#### Текст для чтения
╭──

Юра, тебя очень не хватает сегодня. Как, впрочем, и вчера. Не хватает твоей честности, горячности, неравнодушия. Не хватает тебя, потому что сегодня огромный дефицит людей с низким болевым порогом, людей, способных боль других чувствовать так же остро, как свою собственную. Ты был болен и Сумгаитом, и Карабахом и Спитаком. Ты был ранен смертью А. Д. Сахарова. Это всё были события твоей личной жизни.
Ты впустил в себя так много чужой боли, что у тебя в те июльские дни двадцать лет назад, видимо, не хватило сил на свою собственную. И никого из друзей не оказалось рядом, чтобы подставить плечо. Никого не было в Москве: жара, лето. Вернувшись в Москву после отпуска, мы обнаружили в своём почтовом ящике множество твоих записок с одним словом: «Позвоните». Тебя уже не было в живых. Я тебе столько раз мысленно звонила с той поры. Мне столько надо было сказать тебе.
Окликаю тебя и сегодня, чтобы ещё раз повторить, что ты нужен. Нужен друзьям, читателям. Тем, кто любил тебя, и тем, кто мог бы полюбить. Ты нужен, потому что ты из немногочисленной ныне когорты писателей, не столько озабоченных самовыражением и формальными поисками, сколько тем, чтоб пробиться к душе читателя. И тебе это удавалось. Но, к сожалению, хоть тебя и щедро печатали в последние годы твоей жизни, твой полуавтобиографический роман «Жизнь Александра Зильбера» и сборник повестей «Тоска по дому», и блестяще остроумная проза «Всё ломается», и «Незабвенный Мишуня», и тем более стихи, – всё ушло в тень, когда вышла наделавшая много шума книга «Воскресение Маяковского».

╰──

#### Задания к тексту
#1 Определите, соответствуют ли обращению к Юре утверждения (а), (б) и (в). Ответьте «да» или «нет» и приведите решающие слова обращения дословно. (а) В июльские дни рядом с Юрой были друзья. (б) После отпуска в почтовом ящике обнаружили записки со словом «Позвоните». (в) В последние годы жизни Юру печатали мало.
#2 Продолжите обращение к Юре, начав сразу после его последнего предложения.

#### Фрагмент материала
╭──

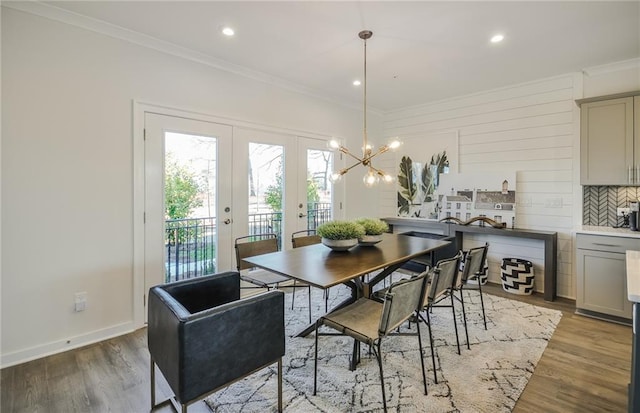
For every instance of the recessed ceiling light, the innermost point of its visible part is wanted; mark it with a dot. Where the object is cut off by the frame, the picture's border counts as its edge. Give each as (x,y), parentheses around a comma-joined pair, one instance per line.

╰──

#### Ответы
#1
(а) Нет: «И никого из друзей не оказалось рядом, чтобы подставить плечо».
(б) Да: «мы обнаружили в своём почтовом ящике множество твоих записок с одним словом: «Позвоните»».
(в) Нет: «хоть тебя и щедро печатали в последние годы твоей жизни».

#2
При всём своём блеске, эта книга – беспощадная, жестокая и во многом несправедливая. Так нельзя писать о поэте, о чём мы (я и Боря) тебе сказали сразу, прочитав по твоей просьбе рукопись. Печаль в том, что ты согласился с нами гораздо позже, незадолго до смерти. «Мне всё меньше нравятся те, кому нравится мой „Маяковский“», – как-то признался ты. А своей последней весной сказал: «Маяковский тянет меня за собой». «Твой Маяковский» действительно сыграл с тобой злую штуку, намертво привязав тебя к себе. Ведь если кто и помнит тебя сегодня, то чаще всего за «Воскресение Маяковского». Разве ты этого хотел? Но что поделаешь? Твои недостатки суть продолжение твоих достоинств. В твоей излишне категоричной и жёсткой оценке Маяковского «виноваты» всё те же твои прекрасные свойства: неравнодушие, горячность и, в конечном счёте, любовь.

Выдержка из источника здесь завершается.